Notably, compound #13 exhibited superior activity across all three targets, with an IC 50 in the nanomolar range for AURKA, highlighting its potential as a promising lead compound. However, the testing results of all 18 candidate compounds (Table S3) indicated that none showed an ability to inhibit more than four targets simultaneously. This limitation may be attributed to the relatively low throughput of the experiment and the use of only a 48.2 m subset of the REAL library [55] during the screening. Additionally, the findings confirmed that compounds #2, #6, and #13 are not pan‐kinase inhibitors, which selectively inhibit PI3K and AURKA. Aiming to further validate the activity and safety of #13, we investigated its growth‐inhibitory activity in breast cancer cell line MDA‐MD‐468, mammary gland cell line MCF10A, and embryonic kidney cell line HEK293. As shown in Figure 2e, #13 achieved a GI50 of 470.37 nm against cancer cells while exhibiting no inhibitory effect on normal cells. Overall, we identified three multi‐target hit molecules from a 48.2 m compound dataset by Ouroboros combined with molecular docking. These results show the application potential of Ouroboros representation in similarity screening and further corroborate the ability of representation module to generalize to ultra‐large molecular structure datasets. This provides credibility to preform directed chemical evolution in Ouroboros’ molecular representation space.
Retrospective Analysis
2.3.5
We remain curious as to how Ouroboros discovered compound #13 and whether different targets select for multiple conformations in its conformational space. This would reveal the significance of introducing conformational space information in Ouroboros. Figure 2f illustrates the binding mode of #13 in 3 targets, where 1,3,8‐ triazanaphthalene forms a hydrogen bond with the hinge loop region in all targets, while 2‐oxazolidinone undergoes a flip to form hydrogen bonds with different residues in the different targets, i.e., T217 in AURKA, R770 in PI3Kα, K883 in PI3Kγ. Inspection of aligned ligand conformations (Figure 2g) reveal that 2‐oxazolidinone undergoes a large flipping in all 3 conformations to support its hydrogen bond with side chain of different residues. It demonstrated the unique advantages of conformation‐independent AI model that learned conformational space information over conformation‐dependent approach in poly‐pharmacology.
Modeling Chemical Properties based on the Representation Module
2.4
Molecular Property Modeling via Projection
2.4.1
In Ouroboros, predicted chemical properties serve as the loss function guiding optimization. The regression‐based property predictor provides a continuous gradient of property strength, enabling more effective guidance for directed molecular migration. Here, the molecular property predictor in Ouroboros is implemented by mapping molecular representations to properties via deep neural networks (Figure 3a). Accordingly, in this work, we compared the performance of Ouroboros against baseline methods across 10 datasets of molecular properties related to pharmacokinetics and toxicology and examined the predictive ability of different models on the test set with the same data partition. Figure 3b presents the average Spearman correlation coefficient (SPEARMANR) of the Ouroboros predictor on ten different molecular property datasets, which is significantly higher than that of AI‐based GeminiMol [19] and fingerprint‐based methods, including ECFP4 [57], AtomPairs [58], MACCS [59], RDK [60], and CombineFP [19]. Meanwhile, Ouroboros achieved the highest SPEARMANR in 5 out of 10 property tasks among all baseline methods (Table S4). By projecting multiple property predictors, Ouroboros is empowered to perform backward optimization of molecular structures across multiple distinct molecular properties.

ENTRIES PROVIDED =>
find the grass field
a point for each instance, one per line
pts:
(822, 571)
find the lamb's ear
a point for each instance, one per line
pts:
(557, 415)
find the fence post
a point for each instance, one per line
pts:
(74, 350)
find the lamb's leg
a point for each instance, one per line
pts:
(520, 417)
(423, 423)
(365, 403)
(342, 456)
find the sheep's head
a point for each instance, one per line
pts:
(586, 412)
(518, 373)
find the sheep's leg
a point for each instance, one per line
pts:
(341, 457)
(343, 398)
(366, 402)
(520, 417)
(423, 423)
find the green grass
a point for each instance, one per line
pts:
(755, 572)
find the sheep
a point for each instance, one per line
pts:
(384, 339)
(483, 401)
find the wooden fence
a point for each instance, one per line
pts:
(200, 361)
==
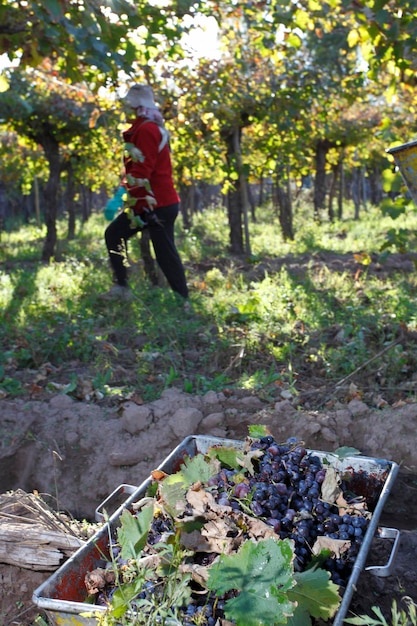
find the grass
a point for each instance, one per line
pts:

WORK INSTRUCTIONS =>
A - In the Ouroboros passage, which residue does 2‐oxazolidinone form a hydrogen bond with in PI3Kγ?
B - Extend the Ouroboros passage, starting right after its last sentence.

RESULTS BY TASK =>
A - K883

B -
Training molecular property predictors based on Ouroboros representation module. (a) Projection strategy of molecular property predictor. (b) Spearman correlation coefficients achieved by 7 molecular representation methods on ten different molecular property regression tasks. For GeminiMol and Ouroboros, the property predictors were constructed using a multilayer perceptron. CombineFP combines four molecular fingerprints together, including AtomPairs, TopologicalTorsion, ECFP4, and FCFP6, which uses neural network to construct property predictors. (c) Spearman correlation coefficients by Ouroboros on ten different molecular property regression tasks (colored differently) versus that by CombineFP. (d) Fine‐tuning strategy of molecular property predictor. (e) Comparison of SpearmanR between Ouroboros with GeminiMol, geometric pre‐training baseline (Uni‐Mol), three chemical language baselines (MolMetaLM, ChemBERTa, and MolFormer), and QSAR baseline (FP‐GNN). (f) Head‐to‐head comparsion between Ouroboros with Uni‐Mol.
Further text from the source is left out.